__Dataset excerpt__
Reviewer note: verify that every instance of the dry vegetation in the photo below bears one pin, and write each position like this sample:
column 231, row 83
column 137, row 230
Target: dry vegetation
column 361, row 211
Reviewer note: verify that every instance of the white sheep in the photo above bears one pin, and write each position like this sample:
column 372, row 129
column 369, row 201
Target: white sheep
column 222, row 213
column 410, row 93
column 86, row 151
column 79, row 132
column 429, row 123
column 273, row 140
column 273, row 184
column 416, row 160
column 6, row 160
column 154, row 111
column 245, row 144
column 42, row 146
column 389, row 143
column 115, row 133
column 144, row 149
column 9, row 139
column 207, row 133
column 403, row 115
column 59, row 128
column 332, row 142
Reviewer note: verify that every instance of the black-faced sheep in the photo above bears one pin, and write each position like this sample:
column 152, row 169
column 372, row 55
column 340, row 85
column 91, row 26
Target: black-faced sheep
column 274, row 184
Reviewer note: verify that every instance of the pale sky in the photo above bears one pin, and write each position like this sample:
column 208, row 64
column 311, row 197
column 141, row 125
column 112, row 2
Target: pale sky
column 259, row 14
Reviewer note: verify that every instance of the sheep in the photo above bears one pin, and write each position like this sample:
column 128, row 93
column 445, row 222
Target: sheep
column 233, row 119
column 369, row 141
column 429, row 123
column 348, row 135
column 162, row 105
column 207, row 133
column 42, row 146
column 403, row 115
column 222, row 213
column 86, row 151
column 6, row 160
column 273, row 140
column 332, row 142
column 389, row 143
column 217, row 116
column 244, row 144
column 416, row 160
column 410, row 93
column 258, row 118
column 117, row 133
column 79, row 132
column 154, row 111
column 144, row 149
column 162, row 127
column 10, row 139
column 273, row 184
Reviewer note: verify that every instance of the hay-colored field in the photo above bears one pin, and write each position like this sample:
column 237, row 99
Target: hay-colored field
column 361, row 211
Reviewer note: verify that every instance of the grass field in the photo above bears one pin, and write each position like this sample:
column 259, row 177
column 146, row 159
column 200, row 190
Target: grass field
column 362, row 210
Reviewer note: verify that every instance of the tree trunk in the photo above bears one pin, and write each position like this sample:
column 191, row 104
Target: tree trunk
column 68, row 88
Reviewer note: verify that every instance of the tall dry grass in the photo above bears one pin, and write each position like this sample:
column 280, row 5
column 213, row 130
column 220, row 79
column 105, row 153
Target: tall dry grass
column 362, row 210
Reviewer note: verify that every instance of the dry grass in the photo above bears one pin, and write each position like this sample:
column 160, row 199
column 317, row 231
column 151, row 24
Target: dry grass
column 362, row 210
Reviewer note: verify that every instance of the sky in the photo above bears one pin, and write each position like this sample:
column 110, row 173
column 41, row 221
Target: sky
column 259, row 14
--
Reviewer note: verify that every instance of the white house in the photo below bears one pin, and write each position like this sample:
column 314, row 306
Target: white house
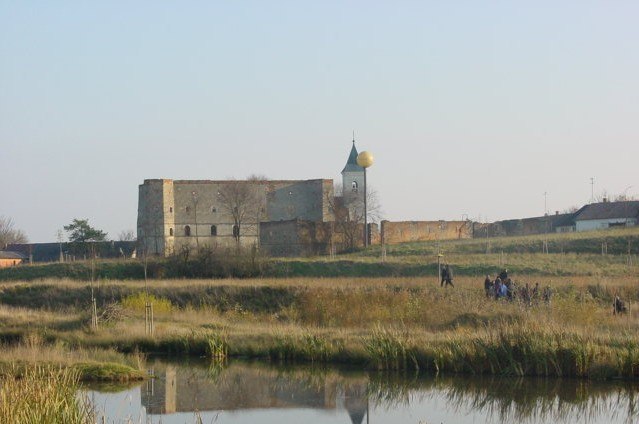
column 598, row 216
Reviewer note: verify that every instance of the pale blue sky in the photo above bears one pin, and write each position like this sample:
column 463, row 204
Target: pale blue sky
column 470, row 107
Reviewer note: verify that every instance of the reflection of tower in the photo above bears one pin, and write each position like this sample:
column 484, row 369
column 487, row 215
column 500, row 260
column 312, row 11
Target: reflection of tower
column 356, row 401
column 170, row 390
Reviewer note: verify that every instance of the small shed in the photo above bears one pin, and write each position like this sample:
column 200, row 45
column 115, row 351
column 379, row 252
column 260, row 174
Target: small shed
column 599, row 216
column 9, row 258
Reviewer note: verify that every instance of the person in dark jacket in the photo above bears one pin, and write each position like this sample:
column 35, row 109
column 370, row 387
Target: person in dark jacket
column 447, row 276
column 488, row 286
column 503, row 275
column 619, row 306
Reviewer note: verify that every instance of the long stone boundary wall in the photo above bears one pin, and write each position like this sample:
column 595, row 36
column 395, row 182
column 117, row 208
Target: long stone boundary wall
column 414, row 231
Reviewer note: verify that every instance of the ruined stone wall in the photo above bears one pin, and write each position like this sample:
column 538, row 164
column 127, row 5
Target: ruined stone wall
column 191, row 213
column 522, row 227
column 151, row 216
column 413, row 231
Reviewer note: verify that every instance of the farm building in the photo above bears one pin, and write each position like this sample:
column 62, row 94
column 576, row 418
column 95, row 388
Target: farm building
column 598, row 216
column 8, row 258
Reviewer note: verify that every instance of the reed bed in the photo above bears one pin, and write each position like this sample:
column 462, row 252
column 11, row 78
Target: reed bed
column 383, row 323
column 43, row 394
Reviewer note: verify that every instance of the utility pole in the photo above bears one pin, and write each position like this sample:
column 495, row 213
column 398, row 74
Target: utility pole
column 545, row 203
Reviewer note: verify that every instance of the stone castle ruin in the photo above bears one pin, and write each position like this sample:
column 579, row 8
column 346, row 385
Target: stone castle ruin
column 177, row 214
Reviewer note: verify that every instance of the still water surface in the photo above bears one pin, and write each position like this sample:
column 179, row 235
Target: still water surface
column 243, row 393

__Your task__
Update only the entries that begin at the line with "Reviewer note: verify that every instance of the reed" and stop after the line with "column 177, row 214", swapping "utility pole" for "power pole" and leaving everything else untouched.

__Correct answer__
Reviewer note: verify that every instance of the reed bed in the photo above bears one pin, and write each position like this sample:
column 462, row 252
column 11, row 78
Target: reed bed
column 383, row 323
column 43, row 394
Reviewer note: verify that every instance of the power pole in the photo above bears one pin, and write each position like this sample:
column 495, row 213
column 398, row 74
Target: power pole
column 545, row 203
Reviewer note: verify that every instance of the stone castle ruin in the photo above bears one pin, and write each position like this sample:
column 579, row 8
column 346, row 385
Target: stone castle ruin
column 177, row 214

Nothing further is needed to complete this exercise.